→ What to work on:
Look at each line of the listing. Copy those that hold the string "jersey".

→ Recorded data:
........

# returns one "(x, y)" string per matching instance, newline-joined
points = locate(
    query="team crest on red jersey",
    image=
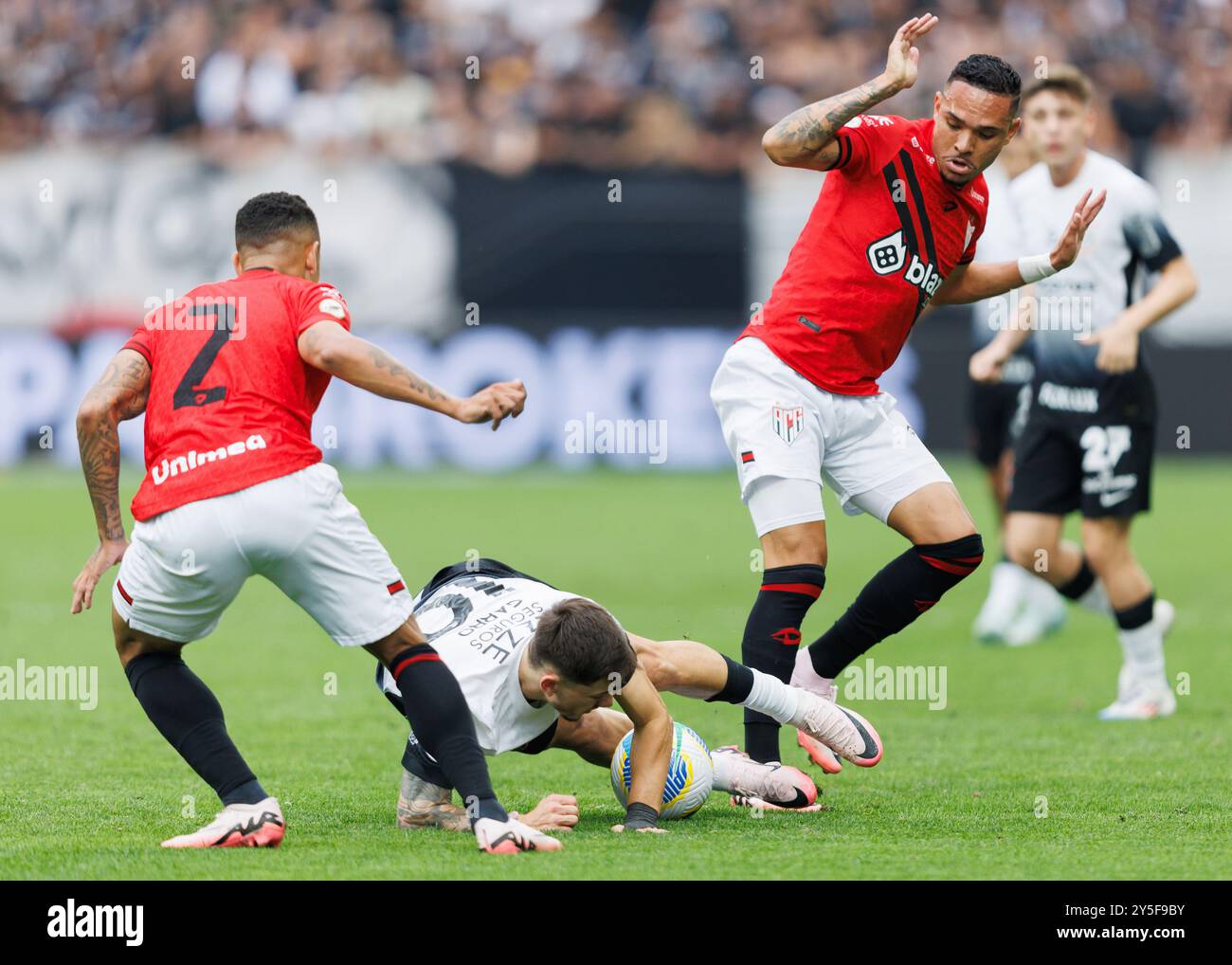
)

........

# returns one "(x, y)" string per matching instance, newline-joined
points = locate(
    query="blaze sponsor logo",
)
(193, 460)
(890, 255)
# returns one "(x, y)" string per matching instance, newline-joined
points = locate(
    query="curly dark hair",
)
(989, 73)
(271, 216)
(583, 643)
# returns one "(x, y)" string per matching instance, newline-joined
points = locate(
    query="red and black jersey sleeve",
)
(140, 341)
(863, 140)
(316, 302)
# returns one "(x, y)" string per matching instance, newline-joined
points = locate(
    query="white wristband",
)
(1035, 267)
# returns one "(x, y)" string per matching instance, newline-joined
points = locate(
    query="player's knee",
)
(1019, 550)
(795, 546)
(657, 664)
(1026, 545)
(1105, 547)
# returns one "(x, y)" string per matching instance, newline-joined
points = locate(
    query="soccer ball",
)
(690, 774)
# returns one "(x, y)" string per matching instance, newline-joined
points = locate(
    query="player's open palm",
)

........

→ Written reply:
    query="team crest on red jersey",
    query="red and black jersey sleeve",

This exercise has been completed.